▸ WORK REQUIRED
Write each entry again exactly as shown, but without the images it holds.

▸ ENTRIES SHOWN

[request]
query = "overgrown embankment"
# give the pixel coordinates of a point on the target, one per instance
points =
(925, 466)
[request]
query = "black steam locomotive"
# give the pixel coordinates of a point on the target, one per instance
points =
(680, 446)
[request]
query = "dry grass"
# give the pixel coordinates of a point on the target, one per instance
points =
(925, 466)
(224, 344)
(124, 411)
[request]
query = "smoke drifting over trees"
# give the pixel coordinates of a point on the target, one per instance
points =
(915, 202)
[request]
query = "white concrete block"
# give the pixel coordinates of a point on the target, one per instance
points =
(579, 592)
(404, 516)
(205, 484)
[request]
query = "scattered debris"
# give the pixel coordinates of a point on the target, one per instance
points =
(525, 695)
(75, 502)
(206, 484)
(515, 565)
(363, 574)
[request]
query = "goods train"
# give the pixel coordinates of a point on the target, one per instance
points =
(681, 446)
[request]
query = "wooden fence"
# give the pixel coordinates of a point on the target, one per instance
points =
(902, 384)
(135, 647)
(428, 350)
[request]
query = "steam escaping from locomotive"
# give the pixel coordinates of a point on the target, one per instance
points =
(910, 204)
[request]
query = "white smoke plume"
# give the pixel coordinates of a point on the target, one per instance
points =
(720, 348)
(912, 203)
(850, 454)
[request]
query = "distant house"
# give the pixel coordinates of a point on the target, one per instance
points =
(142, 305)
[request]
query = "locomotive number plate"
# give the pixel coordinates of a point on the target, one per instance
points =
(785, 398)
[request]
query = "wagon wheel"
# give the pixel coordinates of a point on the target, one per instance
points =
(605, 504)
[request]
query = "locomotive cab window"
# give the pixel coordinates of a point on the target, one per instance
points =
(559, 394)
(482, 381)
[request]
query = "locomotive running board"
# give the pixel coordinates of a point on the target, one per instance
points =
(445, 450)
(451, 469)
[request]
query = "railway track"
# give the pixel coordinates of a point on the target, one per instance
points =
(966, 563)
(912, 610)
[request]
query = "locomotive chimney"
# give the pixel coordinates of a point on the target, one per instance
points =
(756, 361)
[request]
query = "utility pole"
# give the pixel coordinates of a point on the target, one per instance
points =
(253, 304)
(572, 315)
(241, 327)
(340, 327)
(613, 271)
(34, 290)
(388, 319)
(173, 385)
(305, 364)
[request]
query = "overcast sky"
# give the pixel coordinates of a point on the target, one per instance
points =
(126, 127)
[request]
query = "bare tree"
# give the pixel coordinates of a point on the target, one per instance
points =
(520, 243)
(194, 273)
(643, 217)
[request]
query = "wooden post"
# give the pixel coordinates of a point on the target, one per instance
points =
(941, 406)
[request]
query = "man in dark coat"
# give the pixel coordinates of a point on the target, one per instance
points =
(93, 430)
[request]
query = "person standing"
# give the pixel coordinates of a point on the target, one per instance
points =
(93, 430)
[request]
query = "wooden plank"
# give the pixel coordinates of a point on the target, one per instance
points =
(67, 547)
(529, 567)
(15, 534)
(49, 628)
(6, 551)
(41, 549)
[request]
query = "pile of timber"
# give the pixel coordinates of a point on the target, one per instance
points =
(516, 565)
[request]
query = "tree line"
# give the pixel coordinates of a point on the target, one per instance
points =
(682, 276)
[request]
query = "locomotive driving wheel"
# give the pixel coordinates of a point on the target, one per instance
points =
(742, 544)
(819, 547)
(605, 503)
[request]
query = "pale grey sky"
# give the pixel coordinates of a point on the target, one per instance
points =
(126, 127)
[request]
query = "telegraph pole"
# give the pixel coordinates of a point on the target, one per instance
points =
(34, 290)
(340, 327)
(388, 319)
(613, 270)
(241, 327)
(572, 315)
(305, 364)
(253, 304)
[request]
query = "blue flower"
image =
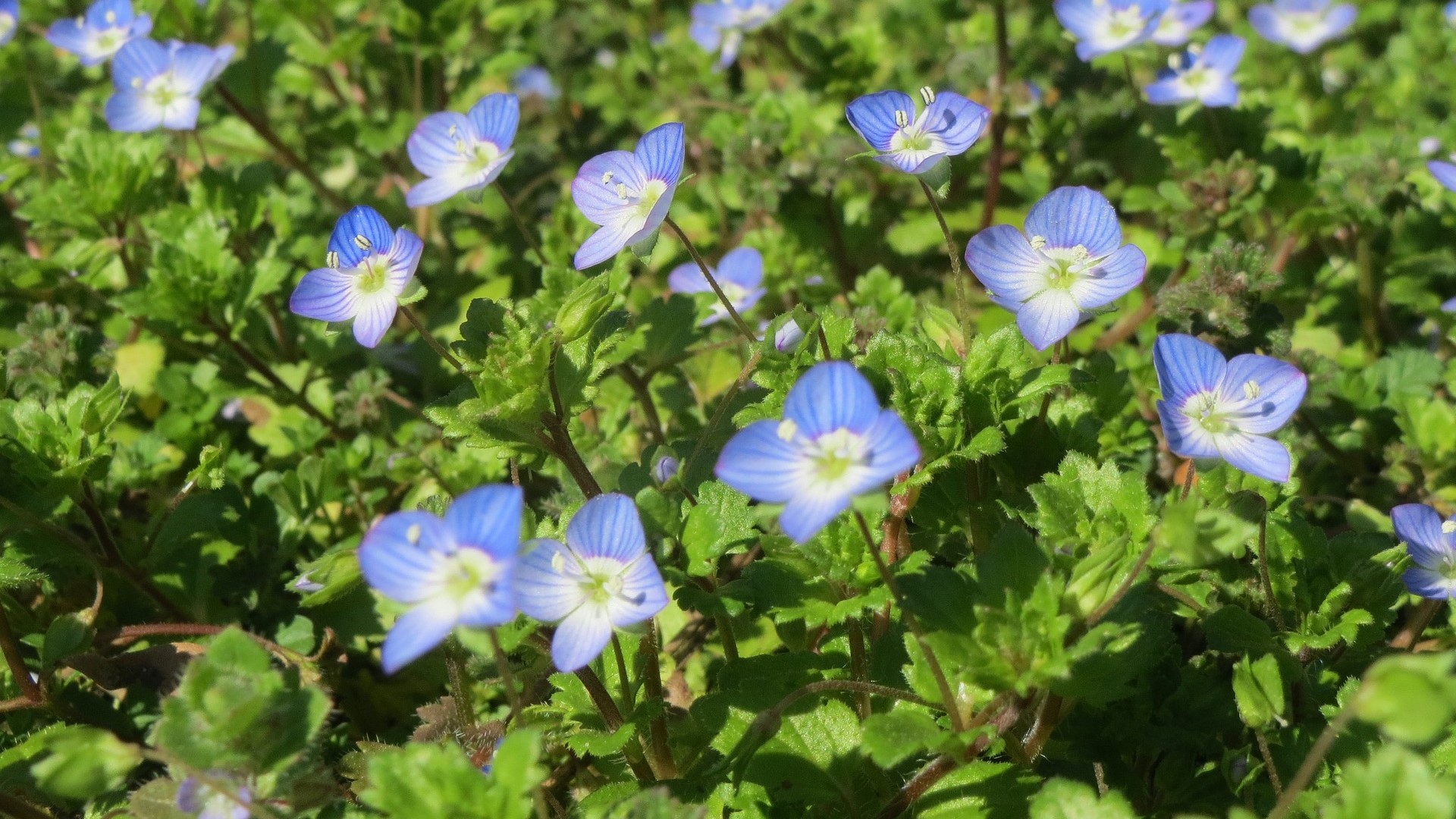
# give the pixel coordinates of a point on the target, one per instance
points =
(449, 572)
(1445, 174)
(1204, 74)
(1180, 20)
(206, 803)
(720, 25)
(1432, 545)
(156, 86)
(601, 579)
(913, 143)
(740, 275)
(1216, 409)
(1069, 260)
(463, 152)
(1104, 27)
(533, 80)
(833, 444)
(1302, 25)
(101, 33)
(367, 268)
(9, 19)
(628, 193)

▸ ANSWER FOR THIS EXERCISE
[request]
query = "overgrown embankment"
# give the pixel coordinates of a point on the target, one per instance
points =
(925, 466)
[request]
query = "black steam locomotive"
# give the pixel coordinates of a point on the target, one per instance
points =
(680, 446)
[request]
query = "dry grass"
# give the pixel coordinates of a point on the target, one per instance
points =
(925, 466)
(224, 344)
(124, 411)
[request]
query = "smoke drifting over trees"
# give the pixel coordinates of a point on the target, one per instance
points =
(915, 202)
[request]
query = "white concrete block"
# give the pixel coordinates of a point on the target, one per instance
points =
(579, 592)
(404, 516)
(205, 484)
[request]
query = "scattered debris"
# give the pixel coordinates of a point on the target, one per instance
points =
(525, 695)
(75, 502)
(206, 484)
(515, 565)
(363, 574)
[request]
query = "goods train"
# give the pixel coordinates of a point on the target, one per instance
points =
(681, 446)
[request]
query = "wooden fence"
# give the pixel coordinates of a point on the target, one per instance
points =
(902, 384)
(135, 647)
(428, 350)
[request]
query = "steam escaping from locomotive"
# give the pixel coordinates of a point on the target, one per instance
points =
(910, 204)
[request]
query = "white smoke plume"
# give the pixel coordinates of a point on the target, one per instance
points =
(720, 348)
(912, 203)
(850, 454)
[request]
query = "distant house"
# give the pixel coordinates of a point on the target, one per instance
points =
(142, 305)
[request]
query = "locomotive number plate"
# give the pixel coordinates of a point on the target, one per instance
points =
(785, 398)
[request]
query = "wagon wheel"
# give the pixel coordinates of a point on the target, one per instance
points =
(605, 504)
[request]
query = "locomotive cab window"
# give the pixel coordinates of a point on the target, one per instance
points =
(559, 394)
(482, 381)
[request]
query = "locomotive running board"
# give the pixel coordinates of a point on the target, one per instance
points =
(445, 450)
(451, 469)
[request]
query = "railway track"
# give the pixel coordinates of a point on the target, one per instance
points =
(966, 563)
(912, 610)
[request]
query = "locomotive chimney"
# give the pixel coordinates of a point on the target, one per instance
points =
(756, 361)
[request]
query = "utility pole"
# give the pixel coordinates of a point on the target, one per instance
points =
(253, 304)
(572, 315)
(241, 327)
(340, 327)
(613, 271)
(34, 290)
(388, 319)
(173, 385)
(305, 364)
[request]
query = "overcast sky"
# give the pixel coordinates of a point on the target, one per instance
points =
(126, 127)
[request]
query = "bare tree"
# give the pixel coordinates of a point on the target, one per instance
points =
(520, 243)
(194, 273)
(643, 217)
[request]
query = "wooden post"
# give the pixel coordinates of a point on the target, one per instance
points =
(941, 406)
[request]
query = "man in dark coat"
# give the pixel coordinates of a point on the target, one per instance
points =
(93, 430)
[request]
query = "person standing"
# give the pixel coordinates of a point on the target, one per instance
points =
(93, 430)
[request]
query = "wooden plank"
# give the pixel coordinates of a point on the target, one per instance
points =
(67, 547)
(529, 567)
(15, 534)
(49, 628)
(6, 551)
(41, 549)
[request]
query = "pile of timber"
# give the pixel coordinates of a point on the target, one per instance
points =
(516, 565)
[request]
query = "tree line"
# give the pixel coordinates of a point on the target, one per instance
points =
(682, 276)
[request]
query = "locomotive driving wheel"
# give the pixel coordinates of a point on the target, one per instance
points =
(742, 544)
(819, 547)
(605, 503)
[request]
query = "pale grey sky"
# give the pixel coordinates of a point on the target, one per instance
points =
(126, 127)
[request]
query = "telegraph pole"
# give the pixel coordinates of a point on the target, one per instance
points =
(34, 290)
(340, 327)
(388, 319)
(613, 270)
(241, 327)
(572, 315)
(305, 364)
(253, 304)
[request]
query = "blue flower"
image =
# give the pixel coordinates of a point on the target, one per instance
points =
(449, 572)
(1445, 174)
(1204, 74)
(1180, 20)
(206, 803)
(720, 25)
(1432, 545)
(156, 86)
(601, 579)
(913, 143)
(740, 275)
(1216, 409)
(1069, 260)
(463, 152)
(1104, 27)
(533, 80)
(833, 444)
(1302, 25)
(101, 33)
(367, 268)
(9, 19)
(628, 193)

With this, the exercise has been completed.